[DOCUMENT EXCERPT]

Throwing Away Crutches

So much has happened in the short time since I finished Helping Yourself Grow Old.

I read the page proofs in defiance of my knowledge that it is nearly impossible for a writer to accurately proof-read her own work. (Our brains tend to see what we meant to say, missing little things like transposed letters.) And, I read it while sick, as though I could tell illness “this is inconvenient; I don’t have time right now.”

All the while I was telling my doctor about my lack of energy and stamina, a doctor who may have thought I was just complaining about the natural consequence of being ninety. I did know that he was wrong about that, but I did not yet know that I had a bleeding tumor. A routine blood test supplied the evidence in the nick of time, and the publication of this book of “things I said to myself when I was almost ninety” was interrupted for a couple of months.

The day after surgery to remove the nasty intruder from my colon, a young, masculine, bursting-with-energy kind of person, bounced into my room and said, “I’m your PT. Come on, we’re taking a walk.”

I assure you that I did not want to take a walk. I did not want to move. I knew I had fallen into the hands of a professional torturer. But I got up.

[/DOCUMENT EXCERPT]

- _TASKS AND EXERCISES_:
a – Update the "Throwing Away Crutches" text by writing it out again starting at "All the while" and ending at "couple of months.", with "tumor" changed to "growth".
b – Take the "Throwing Away Crutches" text further, picking up right after its final sentence.

[MATERIAL SHOWN]

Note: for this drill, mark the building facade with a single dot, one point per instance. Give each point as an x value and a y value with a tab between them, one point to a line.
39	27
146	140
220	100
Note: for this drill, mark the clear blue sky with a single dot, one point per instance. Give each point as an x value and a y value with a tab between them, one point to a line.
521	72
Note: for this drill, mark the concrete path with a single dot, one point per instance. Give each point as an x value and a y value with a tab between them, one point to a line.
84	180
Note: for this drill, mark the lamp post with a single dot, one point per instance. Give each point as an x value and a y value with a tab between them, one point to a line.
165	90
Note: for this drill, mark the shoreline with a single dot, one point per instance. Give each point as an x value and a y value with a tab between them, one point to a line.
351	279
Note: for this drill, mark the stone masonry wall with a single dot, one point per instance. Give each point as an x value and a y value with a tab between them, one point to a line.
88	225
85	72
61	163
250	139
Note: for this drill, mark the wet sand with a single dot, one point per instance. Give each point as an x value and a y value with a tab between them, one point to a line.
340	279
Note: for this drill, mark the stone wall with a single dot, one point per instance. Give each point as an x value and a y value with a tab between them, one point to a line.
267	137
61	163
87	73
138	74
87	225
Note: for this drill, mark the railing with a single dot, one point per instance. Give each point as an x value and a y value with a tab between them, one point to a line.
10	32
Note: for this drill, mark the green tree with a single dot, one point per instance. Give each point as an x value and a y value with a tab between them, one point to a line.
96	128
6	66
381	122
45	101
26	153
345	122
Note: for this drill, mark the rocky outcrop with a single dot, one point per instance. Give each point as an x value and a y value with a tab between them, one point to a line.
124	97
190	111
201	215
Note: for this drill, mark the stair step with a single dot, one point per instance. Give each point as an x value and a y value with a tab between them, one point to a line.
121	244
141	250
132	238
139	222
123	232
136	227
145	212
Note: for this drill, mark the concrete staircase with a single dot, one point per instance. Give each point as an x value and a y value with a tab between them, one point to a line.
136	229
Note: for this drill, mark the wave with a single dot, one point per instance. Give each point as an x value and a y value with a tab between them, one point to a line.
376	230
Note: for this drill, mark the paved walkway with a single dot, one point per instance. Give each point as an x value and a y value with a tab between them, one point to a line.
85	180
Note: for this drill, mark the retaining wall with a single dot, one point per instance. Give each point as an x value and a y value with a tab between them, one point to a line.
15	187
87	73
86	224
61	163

[/MATERIAL SHOWN]

- _EXPECTED RESULTS_:
a –
All the while I was telling my doctor about my lack of energy and stamina, a doctor who may have thought I was just complaining about the natural consequence of being ninety. I did know that he was wrong about that, but I did not yet know that I had a bleeding growth. A routine blood test supplied the evidence in the nick of time, and the publication of this book of “things I said to myself when I was almost ninety” was interrupted for a couple of months.

b –
The heartless therapist courteously fastened the back of my gown in crucial places, and we took a walk, back and forth, in the hall. When he brought me back to my bed, I felt quite proud of myself.

The next morning we did it all again, adding a lap, and then in the afternoon it was my son who got me out of bed, reminding me that in one month I had to dance at his wedding, as promised.

Less than three weeks after surgery I was living alone again, supplied with various helps—a chair for the shower, two walkers (one with wheels and a basket), and an extended potty seat to help my weakened legs. These were first a big help and then just obstacles. As soon as I could get up from my rocking chair I picked up the potty extension and asked someone to carry it to the basement storeroom for me. It was nice, but it was a crutch. A person with two good legs might walk with crutches until she forgets how to walk on her two feet. Or so I was persuaded. And I do want to keep all the abilities I have for as long as I can.

This includes, I hope, the ability to give new life to this blog, sharing my thoughts about the little disasters and discoveries of life at the age of ninety.

Helping Yourself Grow Old really is what I was thinking as I approached ninety, but neither having a birthday nor pronouncing the book finished and publishing it has caused life to quit happening or me to stop thinking about it.